Please transcribe the entries below without changing a single character.

*** Given entries ***

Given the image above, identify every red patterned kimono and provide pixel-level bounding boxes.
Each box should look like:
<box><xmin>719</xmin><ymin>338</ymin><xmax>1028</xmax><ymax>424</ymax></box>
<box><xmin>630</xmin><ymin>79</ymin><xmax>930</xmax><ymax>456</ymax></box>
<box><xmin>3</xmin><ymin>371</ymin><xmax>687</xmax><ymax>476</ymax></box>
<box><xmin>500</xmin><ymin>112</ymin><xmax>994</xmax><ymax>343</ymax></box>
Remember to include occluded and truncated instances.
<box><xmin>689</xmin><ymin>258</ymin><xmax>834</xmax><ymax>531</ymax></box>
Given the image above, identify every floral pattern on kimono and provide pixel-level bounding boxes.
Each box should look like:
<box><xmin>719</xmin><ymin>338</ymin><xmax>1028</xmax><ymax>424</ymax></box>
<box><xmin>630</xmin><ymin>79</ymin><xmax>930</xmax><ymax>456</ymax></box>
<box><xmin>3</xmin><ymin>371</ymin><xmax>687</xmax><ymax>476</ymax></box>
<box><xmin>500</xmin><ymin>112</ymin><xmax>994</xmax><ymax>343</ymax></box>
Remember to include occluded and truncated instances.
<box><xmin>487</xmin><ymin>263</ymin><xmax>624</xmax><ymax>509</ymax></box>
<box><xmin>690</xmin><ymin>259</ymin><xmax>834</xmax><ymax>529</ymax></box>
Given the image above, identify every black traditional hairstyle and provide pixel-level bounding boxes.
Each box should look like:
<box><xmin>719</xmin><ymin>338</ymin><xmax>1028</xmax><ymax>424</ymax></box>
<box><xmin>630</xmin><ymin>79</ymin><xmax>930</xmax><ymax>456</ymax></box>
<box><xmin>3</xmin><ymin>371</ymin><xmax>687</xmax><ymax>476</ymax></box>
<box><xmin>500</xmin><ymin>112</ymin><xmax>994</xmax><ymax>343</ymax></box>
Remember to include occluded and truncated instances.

*** End of Given entries ***

__Finished task__
Given the image above, identify every red patterned kimono and provide pixel-level bounding boxes.
Each box should look like:
<box><xmin>719</xmin><ymin>338</ymin><xmax>1028</xmax><ymax>424</ymax></box>
<box><xmin>630</xmin><ymin>79</ymin><xmax>930</xmax><ymax>456</ymax></box>
<box><xmin>3</xmin><ymin>371</ymin><xmax>687</xmax><ymax>476</ymax></box>
<box><xmin>500</xmin><ymin>112</ymin><xmax>994</xmax><ymax>343</ymax></box>
Remember to include occluded and truncated instances.
<box><xmin>689</xmin><ymin>258</ymin><xmax>834</xmax><ymax>531</ymax></box>
Given the image above, identify every floral pattern on kimono and provide pixel-level bounding boxes.
Each box should look like:
<box><xmin>719</xmin><ymin>338</ymin><xmax>1028</xmax><ymax>424</ymax></box>
<box><xmin>630</xmin><ymin>79</ymin><xmax>930</xmax><ymax>456</ymax></box>
<box><xmin>3</xmin><ymin>371</ymin><xmax>687</xmax><ymax>476</ymax></box>
<box><xmin>500</xmin><ymin>112</ymin><xmax>994</xmax><ymax>343</ymax></box>
Remember to include occluded and truncated instances.
<box><xmin>487</xmin><ymin>263</ymin><xmax>624</xmax><ymax>509</ymax></box>
<box><xmin>690</xmin><ymin>259</ymin><xmax>834</xmax><ymax>529</ymax></box>
Given the image above, identify every black traditional hairstyle and provide pixel-level bounding boxes.
Each box should look like:
<box><xmin>719</xmin><ymin>338</ymin><xmax>1028</xmax><ymax>424</ymax></box>
<box><xmin>630</xmin><ymin>79</ymin><xmax>930</xmax><ymax>456</ymax></box>
<box><xmin>3</xmin><ymin>371</ymin><xmax>687</xmax><ymax>476</ymax></box>
<box><xmin>500</xmin><ymin>112</ymin><xmax>994</xmax><ymax>343</ymax></box>
Remember to include occluded and truncated instances.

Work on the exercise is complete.